THE PROBLEM: Comb the records below for the string "like" and copy each line where it turns up.

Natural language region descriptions
***

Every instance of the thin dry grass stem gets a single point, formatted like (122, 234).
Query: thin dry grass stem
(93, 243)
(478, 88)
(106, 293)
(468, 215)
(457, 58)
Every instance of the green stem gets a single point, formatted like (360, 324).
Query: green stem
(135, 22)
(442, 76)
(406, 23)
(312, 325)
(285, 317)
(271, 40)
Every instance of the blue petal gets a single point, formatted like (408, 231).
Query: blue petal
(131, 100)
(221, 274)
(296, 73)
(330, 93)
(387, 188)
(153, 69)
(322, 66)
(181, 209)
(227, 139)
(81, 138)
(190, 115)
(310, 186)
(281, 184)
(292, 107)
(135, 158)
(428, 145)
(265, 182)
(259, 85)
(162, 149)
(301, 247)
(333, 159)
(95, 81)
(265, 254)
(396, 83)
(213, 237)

***

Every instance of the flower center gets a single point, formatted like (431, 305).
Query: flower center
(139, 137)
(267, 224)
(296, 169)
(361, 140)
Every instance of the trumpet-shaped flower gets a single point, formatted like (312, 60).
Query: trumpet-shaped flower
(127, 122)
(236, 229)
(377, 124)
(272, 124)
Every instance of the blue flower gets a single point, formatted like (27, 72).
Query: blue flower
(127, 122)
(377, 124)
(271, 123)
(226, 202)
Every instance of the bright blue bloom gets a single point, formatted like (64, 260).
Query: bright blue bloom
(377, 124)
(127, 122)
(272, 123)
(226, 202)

***

WRITTEN REPLY:
Every instance of the thin dry grass stem gets a single point, formatted like (122, 234).
Every instance of the green stem gets a single point, formatted like (360, 324).
Every instance of the blue petal gets a single point, formatted like (408, 231).
Every instance of the flower center gets a single point, formatted like (431, 305).
Every instance of the trumpet-shaped flower gets a single point, formatted like (312, 60).
Every instance of the blue flower gets a single point, formatted like (27, 72).
Every instance of the bright blue bloom gets a single point, formatted like (64, 260).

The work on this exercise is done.